* **Listing**:
********************

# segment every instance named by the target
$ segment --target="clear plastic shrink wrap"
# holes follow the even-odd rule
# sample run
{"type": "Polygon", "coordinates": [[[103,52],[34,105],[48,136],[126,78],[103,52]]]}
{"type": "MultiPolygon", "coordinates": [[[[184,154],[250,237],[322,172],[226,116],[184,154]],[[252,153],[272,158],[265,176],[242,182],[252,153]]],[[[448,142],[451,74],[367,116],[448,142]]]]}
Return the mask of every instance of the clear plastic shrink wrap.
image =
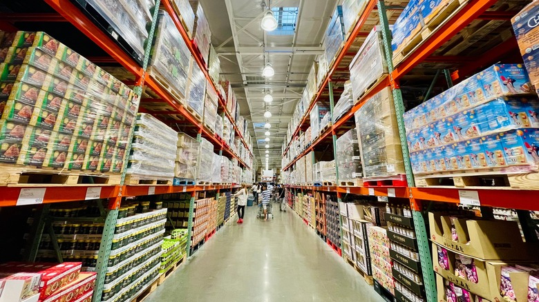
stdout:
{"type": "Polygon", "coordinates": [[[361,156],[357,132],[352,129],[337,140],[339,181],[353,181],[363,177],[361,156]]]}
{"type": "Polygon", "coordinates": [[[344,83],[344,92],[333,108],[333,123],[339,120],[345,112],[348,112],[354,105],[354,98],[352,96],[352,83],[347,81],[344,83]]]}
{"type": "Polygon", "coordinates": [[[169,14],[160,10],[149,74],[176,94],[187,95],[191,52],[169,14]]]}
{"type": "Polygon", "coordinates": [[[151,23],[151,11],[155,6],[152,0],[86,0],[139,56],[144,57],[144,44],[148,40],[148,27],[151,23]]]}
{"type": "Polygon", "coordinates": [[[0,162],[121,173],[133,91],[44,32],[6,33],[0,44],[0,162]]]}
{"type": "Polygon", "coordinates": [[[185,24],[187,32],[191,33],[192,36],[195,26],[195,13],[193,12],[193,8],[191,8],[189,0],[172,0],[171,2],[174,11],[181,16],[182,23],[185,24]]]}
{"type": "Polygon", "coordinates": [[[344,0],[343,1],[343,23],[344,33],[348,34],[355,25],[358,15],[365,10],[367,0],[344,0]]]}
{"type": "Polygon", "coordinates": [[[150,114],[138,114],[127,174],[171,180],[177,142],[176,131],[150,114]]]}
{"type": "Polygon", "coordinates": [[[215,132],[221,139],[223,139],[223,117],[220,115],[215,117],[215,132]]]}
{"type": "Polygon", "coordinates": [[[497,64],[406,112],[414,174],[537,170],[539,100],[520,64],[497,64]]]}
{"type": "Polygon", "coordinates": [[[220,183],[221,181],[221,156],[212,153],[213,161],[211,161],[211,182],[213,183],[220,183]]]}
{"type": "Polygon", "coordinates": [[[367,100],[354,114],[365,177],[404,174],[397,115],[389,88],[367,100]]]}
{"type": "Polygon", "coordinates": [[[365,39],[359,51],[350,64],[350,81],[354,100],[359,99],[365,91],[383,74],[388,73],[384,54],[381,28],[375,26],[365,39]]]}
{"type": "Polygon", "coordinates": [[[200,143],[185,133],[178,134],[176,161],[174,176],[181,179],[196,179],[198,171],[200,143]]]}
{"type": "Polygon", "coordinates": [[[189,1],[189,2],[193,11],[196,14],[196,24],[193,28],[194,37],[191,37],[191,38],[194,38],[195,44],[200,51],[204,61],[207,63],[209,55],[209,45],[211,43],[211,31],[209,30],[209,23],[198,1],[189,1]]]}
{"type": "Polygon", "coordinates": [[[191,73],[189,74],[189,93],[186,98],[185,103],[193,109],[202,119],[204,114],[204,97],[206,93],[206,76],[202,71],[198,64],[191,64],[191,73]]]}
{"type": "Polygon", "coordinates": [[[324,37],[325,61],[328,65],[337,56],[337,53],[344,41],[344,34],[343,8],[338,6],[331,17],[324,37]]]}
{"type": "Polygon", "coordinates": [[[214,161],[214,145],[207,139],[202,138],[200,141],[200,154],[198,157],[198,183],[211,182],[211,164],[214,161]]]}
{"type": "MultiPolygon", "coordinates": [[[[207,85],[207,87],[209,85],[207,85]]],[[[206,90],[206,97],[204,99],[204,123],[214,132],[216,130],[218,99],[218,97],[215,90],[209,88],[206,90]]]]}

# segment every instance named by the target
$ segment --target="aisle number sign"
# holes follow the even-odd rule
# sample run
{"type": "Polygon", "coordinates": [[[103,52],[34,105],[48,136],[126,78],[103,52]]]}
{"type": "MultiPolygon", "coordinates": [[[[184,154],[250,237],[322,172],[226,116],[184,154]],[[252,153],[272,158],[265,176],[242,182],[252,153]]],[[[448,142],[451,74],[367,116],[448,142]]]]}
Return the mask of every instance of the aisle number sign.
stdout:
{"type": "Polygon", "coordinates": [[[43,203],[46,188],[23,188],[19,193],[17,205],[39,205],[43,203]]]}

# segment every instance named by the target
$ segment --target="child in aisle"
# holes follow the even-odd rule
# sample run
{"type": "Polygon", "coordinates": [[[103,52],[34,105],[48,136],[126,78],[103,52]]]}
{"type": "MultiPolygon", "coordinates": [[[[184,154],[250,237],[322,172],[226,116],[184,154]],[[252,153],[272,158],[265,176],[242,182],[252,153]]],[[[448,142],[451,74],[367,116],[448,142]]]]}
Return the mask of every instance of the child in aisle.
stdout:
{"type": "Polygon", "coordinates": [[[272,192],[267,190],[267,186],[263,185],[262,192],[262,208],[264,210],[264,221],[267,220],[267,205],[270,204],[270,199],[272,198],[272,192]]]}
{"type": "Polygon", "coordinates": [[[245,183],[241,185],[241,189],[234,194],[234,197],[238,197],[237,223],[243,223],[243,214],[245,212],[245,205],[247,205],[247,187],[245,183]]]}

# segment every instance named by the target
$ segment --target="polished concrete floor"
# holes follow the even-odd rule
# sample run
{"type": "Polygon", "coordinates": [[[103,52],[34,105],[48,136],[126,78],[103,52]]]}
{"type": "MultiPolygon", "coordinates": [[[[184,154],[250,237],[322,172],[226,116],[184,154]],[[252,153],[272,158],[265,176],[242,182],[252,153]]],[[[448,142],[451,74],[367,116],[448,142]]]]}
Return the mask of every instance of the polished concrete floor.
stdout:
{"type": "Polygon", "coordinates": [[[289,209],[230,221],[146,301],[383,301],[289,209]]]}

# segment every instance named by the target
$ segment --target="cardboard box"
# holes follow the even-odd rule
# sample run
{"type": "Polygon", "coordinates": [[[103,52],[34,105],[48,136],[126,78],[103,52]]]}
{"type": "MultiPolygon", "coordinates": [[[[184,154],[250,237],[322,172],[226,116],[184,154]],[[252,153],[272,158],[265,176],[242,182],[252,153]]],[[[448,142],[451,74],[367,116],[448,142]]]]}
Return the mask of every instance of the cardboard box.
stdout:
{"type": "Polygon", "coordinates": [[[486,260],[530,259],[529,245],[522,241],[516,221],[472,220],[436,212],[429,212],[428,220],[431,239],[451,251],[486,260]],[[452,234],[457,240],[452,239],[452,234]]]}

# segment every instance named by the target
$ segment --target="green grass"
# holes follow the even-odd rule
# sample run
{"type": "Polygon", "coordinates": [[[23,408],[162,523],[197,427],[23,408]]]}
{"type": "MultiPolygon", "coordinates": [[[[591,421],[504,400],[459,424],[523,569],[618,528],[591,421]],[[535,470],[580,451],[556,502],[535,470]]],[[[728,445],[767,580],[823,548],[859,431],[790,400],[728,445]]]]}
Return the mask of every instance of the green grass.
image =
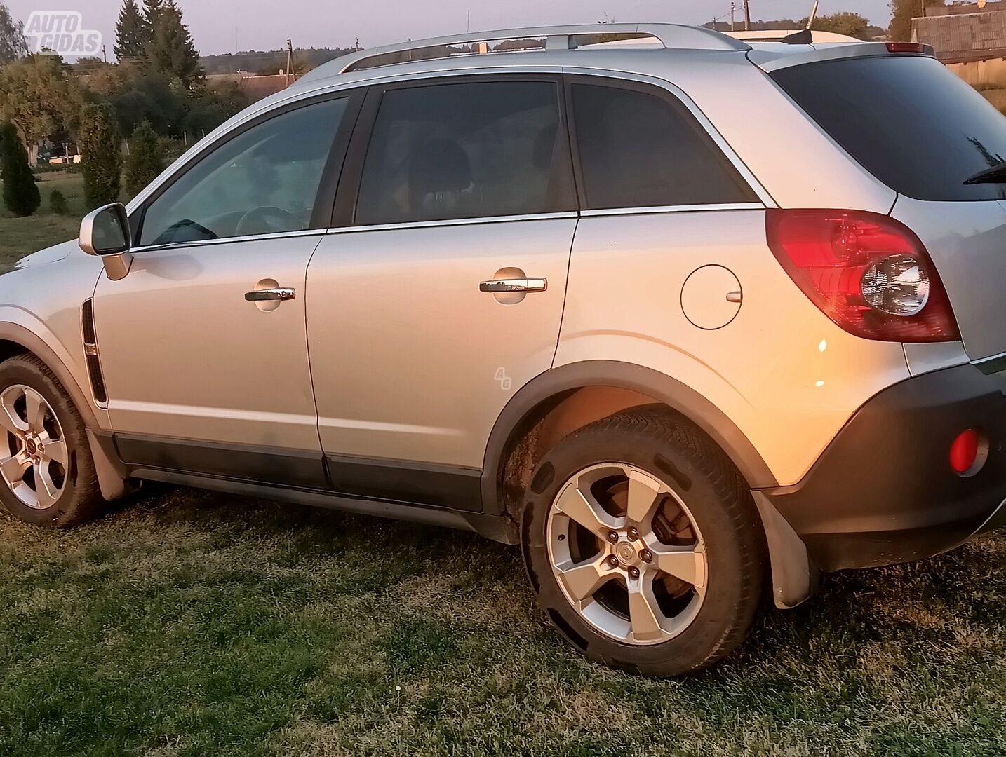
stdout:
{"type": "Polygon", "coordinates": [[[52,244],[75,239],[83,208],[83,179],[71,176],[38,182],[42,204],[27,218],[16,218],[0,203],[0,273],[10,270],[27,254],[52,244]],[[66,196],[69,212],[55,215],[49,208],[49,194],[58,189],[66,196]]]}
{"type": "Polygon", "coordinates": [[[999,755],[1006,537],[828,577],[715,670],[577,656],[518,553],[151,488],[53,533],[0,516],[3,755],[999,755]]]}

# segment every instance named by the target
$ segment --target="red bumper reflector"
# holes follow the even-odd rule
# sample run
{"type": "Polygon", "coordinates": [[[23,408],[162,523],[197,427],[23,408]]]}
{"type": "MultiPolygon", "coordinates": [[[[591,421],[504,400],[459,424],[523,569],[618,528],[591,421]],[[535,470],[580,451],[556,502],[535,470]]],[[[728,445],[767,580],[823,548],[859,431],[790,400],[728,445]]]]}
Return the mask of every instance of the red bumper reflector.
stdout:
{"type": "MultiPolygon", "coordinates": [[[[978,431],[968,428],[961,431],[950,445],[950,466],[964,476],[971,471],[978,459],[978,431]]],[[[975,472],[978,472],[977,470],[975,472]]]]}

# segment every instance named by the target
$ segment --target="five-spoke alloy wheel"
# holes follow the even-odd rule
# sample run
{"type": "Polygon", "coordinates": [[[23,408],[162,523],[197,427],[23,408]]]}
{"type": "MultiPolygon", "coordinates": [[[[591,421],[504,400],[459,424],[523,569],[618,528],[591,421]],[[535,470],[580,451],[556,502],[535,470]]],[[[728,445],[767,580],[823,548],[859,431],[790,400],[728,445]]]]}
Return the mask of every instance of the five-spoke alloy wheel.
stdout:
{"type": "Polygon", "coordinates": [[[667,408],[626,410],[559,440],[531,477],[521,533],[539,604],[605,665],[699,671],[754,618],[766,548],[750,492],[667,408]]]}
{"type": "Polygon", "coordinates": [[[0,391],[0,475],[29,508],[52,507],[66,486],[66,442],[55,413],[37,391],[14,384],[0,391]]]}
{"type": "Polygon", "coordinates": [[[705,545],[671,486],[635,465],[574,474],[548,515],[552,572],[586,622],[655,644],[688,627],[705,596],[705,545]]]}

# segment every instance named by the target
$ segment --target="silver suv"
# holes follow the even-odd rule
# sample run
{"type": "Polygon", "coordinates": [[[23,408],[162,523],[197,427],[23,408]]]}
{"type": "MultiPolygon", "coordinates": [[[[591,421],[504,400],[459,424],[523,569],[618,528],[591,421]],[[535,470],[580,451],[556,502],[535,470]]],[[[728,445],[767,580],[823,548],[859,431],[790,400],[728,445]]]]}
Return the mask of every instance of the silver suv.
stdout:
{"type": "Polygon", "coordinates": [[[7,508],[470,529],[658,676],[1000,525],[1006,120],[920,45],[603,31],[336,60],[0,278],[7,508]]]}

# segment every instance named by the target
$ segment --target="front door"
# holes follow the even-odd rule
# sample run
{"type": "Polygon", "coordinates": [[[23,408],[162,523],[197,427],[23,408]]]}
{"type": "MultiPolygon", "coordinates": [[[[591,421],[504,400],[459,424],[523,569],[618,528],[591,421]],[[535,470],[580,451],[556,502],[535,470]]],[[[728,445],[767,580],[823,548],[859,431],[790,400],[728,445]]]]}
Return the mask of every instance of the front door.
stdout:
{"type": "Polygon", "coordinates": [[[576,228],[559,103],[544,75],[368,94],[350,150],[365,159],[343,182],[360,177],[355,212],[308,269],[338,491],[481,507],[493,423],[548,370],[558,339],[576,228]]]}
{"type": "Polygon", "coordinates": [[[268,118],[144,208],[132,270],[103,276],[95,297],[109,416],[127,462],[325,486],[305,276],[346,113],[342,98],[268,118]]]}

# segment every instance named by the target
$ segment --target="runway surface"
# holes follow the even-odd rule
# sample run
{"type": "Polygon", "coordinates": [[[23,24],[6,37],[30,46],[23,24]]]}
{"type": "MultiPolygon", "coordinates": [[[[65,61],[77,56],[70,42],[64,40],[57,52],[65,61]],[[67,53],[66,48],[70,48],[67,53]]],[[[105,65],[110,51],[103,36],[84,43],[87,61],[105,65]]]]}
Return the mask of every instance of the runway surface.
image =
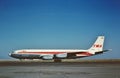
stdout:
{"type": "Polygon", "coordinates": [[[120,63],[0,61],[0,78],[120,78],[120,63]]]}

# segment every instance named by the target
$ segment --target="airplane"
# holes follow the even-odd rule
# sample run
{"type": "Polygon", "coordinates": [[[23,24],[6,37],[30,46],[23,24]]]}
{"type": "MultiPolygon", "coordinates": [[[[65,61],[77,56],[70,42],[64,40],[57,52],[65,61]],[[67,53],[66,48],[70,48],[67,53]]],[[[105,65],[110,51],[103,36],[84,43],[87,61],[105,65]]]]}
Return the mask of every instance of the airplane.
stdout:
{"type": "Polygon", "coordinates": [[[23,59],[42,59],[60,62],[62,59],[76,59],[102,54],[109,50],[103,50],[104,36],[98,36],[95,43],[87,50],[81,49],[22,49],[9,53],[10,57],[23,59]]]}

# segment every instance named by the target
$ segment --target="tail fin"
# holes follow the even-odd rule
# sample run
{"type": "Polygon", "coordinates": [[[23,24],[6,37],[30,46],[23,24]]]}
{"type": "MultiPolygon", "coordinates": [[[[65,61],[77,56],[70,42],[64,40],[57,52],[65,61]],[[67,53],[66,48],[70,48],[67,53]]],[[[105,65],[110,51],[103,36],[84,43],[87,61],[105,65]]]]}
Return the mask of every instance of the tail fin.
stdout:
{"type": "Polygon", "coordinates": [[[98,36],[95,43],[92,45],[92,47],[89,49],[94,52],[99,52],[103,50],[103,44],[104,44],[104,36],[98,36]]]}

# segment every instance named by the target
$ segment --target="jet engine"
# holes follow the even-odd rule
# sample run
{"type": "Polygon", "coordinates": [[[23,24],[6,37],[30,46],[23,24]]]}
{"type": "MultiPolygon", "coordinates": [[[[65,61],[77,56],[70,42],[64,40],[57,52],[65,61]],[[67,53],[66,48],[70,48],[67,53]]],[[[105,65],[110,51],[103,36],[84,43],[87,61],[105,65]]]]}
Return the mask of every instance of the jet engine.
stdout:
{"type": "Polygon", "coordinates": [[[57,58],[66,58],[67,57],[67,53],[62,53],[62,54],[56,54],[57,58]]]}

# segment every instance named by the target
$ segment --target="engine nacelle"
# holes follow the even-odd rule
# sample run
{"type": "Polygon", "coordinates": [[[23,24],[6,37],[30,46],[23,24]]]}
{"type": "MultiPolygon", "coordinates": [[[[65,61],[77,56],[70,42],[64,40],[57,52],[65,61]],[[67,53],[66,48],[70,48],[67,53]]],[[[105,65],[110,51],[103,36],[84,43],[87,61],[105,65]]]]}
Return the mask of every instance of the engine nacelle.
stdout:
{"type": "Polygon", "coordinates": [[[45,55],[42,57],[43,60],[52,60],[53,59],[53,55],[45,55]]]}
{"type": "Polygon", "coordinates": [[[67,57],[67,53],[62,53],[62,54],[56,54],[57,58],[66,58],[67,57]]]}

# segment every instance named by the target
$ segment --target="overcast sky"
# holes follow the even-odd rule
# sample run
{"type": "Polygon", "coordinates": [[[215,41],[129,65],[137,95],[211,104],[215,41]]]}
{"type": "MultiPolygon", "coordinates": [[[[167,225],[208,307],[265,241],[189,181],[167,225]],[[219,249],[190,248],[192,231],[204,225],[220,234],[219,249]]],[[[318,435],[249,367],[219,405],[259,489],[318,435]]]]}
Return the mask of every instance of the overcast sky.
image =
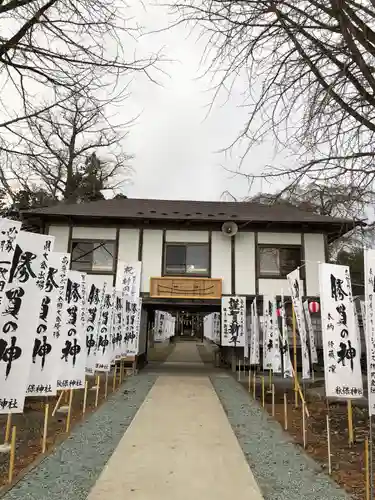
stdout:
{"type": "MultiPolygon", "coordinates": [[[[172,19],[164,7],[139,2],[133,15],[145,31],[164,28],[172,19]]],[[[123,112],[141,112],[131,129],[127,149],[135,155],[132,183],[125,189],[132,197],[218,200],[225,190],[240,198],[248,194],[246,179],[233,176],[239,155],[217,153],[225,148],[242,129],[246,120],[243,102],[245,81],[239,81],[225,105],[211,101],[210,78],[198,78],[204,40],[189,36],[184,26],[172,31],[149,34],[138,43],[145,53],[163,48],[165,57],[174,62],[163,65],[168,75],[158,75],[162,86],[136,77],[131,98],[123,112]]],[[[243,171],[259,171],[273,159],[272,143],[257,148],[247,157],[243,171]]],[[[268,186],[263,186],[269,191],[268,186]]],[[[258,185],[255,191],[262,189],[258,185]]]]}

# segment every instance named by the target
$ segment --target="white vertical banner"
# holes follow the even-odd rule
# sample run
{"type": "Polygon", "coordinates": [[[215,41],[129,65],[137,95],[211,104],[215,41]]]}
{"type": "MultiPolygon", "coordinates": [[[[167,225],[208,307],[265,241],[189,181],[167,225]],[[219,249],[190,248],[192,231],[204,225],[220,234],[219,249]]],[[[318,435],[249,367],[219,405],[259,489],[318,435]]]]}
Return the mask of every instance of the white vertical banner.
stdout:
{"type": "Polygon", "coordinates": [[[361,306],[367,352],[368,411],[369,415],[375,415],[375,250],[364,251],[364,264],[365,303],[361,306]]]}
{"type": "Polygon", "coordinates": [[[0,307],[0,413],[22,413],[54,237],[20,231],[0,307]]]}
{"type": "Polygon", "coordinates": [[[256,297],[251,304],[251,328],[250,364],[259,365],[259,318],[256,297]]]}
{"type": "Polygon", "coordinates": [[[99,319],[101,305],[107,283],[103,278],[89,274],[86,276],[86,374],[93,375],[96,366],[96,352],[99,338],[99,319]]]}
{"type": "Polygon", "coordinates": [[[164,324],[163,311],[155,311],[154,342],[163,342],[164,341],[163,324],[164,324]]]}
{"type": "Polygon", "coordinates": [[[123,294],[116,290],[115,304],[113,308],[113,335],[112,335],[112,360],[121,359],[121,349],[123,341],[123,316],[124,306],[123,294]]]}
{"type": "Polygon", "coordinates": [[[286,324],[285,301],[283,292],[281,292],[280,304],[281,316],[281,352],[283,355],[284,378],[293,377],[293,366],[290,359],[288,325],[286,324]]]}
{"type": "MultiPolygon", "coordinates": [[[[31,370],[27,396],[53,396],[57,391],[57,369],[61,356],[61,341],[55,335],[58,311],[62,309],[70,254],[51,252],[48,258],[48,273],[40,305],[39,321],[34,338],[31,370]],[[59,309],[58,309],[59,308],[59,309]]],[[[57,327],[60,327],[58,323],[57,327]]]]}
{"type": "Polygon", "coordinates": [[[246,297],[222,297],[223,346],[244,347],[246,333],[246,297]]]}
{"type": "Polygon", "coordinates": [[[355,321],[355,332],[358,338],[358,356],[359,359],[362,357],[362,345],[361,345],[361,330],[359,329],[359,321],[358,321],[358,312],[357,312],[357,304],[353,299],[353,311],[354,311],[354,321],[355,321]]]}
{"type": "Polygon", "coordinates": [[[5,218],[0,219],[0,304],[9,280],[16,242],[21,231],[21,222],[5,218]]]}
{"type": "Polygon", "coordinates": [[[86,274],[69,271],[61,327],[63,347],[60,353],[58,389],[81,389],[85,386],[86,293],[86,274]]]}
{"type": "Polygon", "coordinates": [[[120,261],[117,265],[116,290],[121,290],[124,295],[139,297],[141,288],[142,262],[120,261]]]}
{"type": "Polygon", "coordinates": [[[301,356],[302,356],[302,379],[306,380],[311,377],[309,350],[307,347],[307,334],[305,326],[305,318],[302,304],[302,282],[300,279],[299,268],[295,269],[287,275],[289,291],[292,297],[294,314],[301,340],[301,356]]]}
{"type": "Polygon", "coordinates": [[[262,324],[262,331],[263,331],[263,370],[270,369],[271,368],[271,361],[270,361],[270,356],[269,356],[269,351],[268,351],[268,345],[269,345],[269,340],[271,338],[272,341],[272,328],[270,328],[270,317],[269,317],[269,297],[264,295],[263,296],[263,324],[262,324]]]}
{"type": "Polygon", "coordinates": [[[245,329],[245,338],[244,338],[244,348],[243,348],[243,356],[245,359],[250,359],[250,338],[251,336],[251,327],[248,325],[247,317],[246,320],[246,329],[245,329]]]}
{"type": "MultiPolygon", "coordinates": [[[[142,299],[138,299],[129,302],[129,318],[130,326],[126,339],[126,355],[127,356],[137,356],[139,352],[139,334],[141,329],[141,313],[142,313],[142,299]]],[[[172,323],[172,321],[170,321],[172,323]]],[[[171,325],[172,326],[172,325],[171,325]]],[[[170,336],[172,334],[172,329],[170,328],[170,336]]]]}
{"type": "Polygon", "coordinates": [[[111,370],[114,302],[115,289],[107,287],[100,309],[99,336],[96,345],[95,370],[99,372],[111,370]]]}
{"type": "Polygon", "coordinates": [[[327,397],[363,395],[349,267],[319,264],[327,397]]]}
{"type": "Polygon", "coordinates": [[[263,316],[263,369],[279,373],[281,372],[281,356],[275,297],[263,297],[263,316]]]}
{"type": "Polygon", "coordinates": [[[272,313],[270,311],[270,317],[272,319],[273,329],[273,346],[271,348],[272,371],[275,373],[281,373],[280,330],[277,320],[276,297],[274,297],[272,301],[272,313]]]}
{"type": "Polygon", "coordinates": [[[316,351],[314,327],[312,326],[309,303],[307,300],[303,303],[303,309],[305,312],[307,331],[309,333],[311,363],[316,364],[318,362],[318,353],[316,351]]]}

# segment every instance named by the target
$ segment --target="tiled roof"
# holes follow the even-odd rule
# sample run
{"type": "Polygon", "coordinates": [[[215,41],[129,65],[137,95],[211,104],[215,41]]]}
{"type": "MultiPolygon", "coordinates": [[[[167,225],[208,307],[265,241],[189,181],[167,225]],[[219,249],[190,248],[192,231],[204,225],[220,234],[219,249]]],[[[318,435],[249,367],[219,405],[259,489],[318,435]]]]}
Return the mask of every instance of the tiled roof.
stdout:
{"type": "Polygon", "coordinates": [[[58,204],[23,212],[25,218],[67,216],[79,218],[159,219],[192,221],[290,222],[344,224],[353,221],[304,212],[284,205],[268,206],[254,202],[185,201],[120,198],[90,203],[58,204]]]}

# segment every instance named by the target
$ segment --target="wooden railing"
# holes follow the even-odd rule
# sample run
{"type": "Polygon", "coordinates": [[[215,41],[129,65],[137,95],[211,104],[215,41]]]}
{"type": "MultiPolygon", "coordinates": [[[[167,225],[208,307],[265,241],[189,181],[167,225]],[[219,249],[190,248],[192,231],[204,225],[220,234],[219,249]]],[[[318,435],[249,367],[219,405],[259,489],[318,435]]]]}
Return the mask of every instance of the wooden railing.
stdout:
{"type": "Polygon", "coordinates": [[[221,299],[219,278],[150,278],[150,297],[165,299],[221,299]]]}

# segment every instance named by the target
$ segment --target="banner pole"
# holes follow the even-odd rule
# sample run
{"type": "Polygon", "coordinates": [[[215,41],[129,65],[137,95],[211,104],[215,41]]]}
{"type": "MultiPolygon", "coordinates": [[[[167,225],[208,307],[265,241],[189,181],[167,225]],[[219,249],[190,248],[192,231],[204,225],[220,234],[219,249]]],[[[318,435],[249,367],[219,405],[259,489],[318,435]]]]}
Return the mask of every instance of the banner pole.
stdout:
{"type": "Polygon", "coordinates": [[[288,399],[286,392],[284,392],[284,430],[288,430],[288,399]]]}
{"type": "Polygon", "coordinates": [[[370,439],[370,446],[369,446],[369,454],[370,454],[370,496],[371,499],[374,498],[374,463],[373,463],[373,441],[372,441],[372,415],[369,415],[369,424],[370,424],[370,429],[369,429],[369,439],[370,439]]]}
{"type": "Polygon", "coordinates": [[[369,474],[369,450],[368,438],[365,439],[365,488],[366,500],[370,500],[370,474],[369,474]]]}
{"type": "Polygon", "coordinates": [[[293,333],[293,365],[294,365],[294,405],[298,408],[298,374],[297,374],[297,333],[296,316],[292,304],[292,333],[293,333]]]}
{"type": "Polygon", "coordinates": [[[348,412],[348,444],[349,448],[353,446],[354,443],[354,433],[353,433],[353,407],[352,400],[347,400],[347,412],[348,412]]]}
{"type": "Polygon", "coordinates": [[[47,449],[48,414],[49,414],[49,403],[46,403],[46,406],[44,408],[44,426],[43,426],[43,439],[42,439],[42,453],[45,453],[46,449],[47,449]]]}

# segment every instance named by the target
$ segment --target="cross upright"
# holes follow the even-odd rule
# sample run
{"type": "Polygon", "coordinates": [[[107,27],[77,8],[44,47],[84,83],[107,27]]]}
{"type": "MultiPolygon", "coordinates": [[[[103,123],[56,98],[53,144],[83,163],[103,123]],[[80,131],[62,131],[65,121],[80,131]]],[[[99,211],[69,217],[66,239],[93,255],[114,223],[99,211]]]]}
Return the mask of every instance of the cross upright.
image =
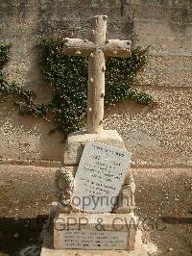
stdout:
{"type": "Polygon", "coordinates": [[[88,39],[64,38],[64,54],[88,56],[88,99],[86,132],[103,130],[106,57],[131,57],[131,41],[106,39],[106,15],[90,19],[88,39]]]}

********************

* **Aim**: Reproduce everything from the start of the records down to the line containing "Return the mask of every instance of the clear", with "even-odd" changed to "nonzero" and nothing else altered.

* **Problem solution**:
# segment every instance named by the target
$ segment --target="clear plastic shrink wrap"
# holes follow the nonzero rule
# sample run
{"type": "Polygon", "coordinates": [[[103,52],[34,105],[48,136],[126,78],[103,52]]]}
{"type": "MultiPolygon", "coordinates": [[[[184,154],[250,237],[322,172],[226,116],[184,154]],[[252,153],[272,158],[265,176],[242,182],[252,153]]],[[[448,142],[451,74],[367,116],[448,142]]]]}
Return the mask of every instance of the clear plastic shrink wrap.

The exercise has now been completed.